### Given task A
Answer these questions from the passage on Hamilton's politics:
(i) Who does it call basically the Hamiltonian of Weimar Germany?
(ii) To whom was Jefferson's "wall of separation" letter written?
(iii) In what month and year was the update added?
### Given task B
Repeat word for word the part of the passage on Hamilton's politics that begins at the words "There is no" and stops after "party could be.".
### Given task C
Please list every figure the passage on Hamilton's politics says does not show up in any of the Anime depicting the French Revolution.
====== Quoted passage ======
There is no actual Hamiltonian party in modern American politics, and no that's not based on allowing any minor disagreement to rule someone out, every Party or Politician capable of gaining even 1% of the vote in a modern election has some major break with a core foundational principle of Hamilton's ideology.  That's why he was the least celebrated Founding Father before a certain Rapper decided he weirdly identified with him as that Musical laments at the end. 

However the United States is ironically the only nation where Hamiltonianism is completely dead.  I would say Alfred Hugenberg was basically the Hamiltonian of Weimar Germany.  The Party that has dominated Japan for most of it's post-War history the LDP is Hamiltonianism for Japan as purely as any party could be.

Now remember Anime is a Niche interest even in Japan.  Most Art tends towards being at least a little left of the center of the culture that produced it, but Anime in particular makes most of it's money off less then 10% of the total population.  So with few exceptions most Anime is made by people who's political leanings range from Jefferson to Paine.  Though obviously none of them would use American figures to define their politics, Franklin, Jefferson, Paine and Lafayette don't even show up in any of the many Anime depicting The French Revolution (which Hamilton btw absolutely opposed long before the Terror gave him an excuse).

Update April 2021:  I stumbled on this YT video which in fact already existed when I first wrote this.

That video is not the Libertarian perspective I criticized above, but rather part of the Genre of trying to make the Federalists sound like modern Democrats and the Jeffersonians sound like modern Republicans.  The deception in this video is mostly lies by omission, and it generally misrepresents Hamilton more then it does Jefferson.  Because yeah if Jefferson were alive today he probably would vote Republican at least during Primary season.

Hamilton wanted the Government involved in the Economy, in that sense he looks more like a modern Progressive.  But he did NOT want that interference to be on behalf of the workers or the poor, he wanted the Government getting involved to help big business.  He would absolutely be a Union buster if Unions were a thing yet.  He was for higher Taxes then Jefferson was, but he didn't want it being the wealthy who were Taxed but the workers.

The Federalists were also in bed with the Congregationalists who really wanted the Federal Government to enforce their Puritan Christian Moral Values on everyone which made that party greatly feared by the South (which was believe it or not fairly irreligious back then, and nominally what they were was Anglican/Episcopalian with Presbyterians in Appalachia) and all of the religious minorities in the Northern Colonies.  

Jefferson's "wall of separation" letter was to a Baptist Pastor (Baptists back then were still far from becoming the nation's largest Sect) in the context of promising to protect them from the Congregationalists.  Hamilton meanwhile constantly used Jefferson's lack of devoutness against him in his public attacks.  Hamilton was the only Founding Father who used Religion Politically the way modern Evangelical Republicans use it, even though Benjamin Rush was closer to agreeing with them Doctrinally (minus his belief in Universal Salvation).  Hamilton would absolutely have called Obama a Muslim.

His position on Immigration was openly Racist, he wanted the Untied States to be a WASP Ethno-State.  The Hamilton Musical presents Hamilton as an "immigrant" and stresses that repeatedly, but that was the most technical of technicalities.  He was a WASP who was born in one overseas WASP colony and moved to another overseas WASP colony.  No one would have thought of him as an Immigrant.
====== Dataset records ======
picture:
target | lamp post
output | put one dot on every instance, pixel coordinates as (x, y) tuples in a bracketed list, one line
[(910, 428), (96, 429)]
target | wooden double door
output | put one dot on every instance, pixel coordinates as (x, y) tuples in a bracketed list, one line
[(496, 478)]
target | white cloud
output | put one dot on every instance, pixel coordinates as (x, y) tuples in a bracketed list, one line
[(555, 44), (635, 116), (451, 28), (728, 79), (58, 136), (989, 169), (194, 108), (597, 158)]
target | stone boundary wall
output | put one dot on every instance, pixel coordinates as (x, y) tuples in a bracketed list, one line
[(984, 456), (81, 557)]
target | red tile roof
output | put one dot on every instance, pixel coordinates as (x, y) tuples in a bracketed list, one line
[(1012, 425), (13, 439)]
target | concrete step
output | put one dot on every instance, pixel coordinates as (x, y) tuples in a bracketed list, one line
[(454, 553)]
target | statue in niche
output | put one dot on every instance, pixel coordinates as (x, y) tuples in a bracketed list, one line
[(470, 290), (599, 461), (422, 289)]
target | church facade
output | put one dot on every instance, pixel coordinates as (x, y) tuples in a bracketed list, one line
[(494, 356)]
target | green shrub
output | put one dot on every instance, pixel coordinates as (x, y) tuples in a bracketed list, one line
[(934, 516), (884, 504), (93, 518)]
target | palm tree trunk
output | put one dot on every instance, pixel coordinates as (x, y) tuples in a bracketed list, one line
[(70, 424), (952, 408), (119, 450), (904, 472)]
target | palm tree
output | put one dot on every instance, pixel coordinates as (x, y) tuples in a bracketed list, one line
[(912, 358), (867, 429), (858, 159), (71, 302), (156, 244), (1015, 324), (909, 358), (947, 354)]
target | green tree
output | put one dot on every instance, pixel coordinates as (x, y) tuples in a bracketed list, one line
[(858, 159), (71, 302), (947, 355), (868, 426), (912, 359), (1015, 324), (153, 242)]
======
### Solution A
(i) Alfred Hugenberg
(ii) A Baptist Pastor
(iii) April 2021

### Solution B
There is no actual Hamiltonian party in modern American politics, and no that's not based on allowing any minor disagreement to rule someone out, every Party or Politician capable of gaining even 1% of the vote in a modern election has some major break with a core foundational principle of Hamilton's ideology.  That's why he was the least celebrated Founding Father before a certain Rapper decided he weirdly identified with him as that Musical laments at the end. 

However the United States is ironically the only nation where Hamiltonianism is completely dead.  I would say Alfred Hugenberg was basically the Hamiltonian of Weimar Germany.  The Party that has dominated Japan for most of it's post-War history the LDP is Hamiltonianism for Japan as purely as any party could be.

### Solution C
Franklin
Jefferson
Paine
Lafayette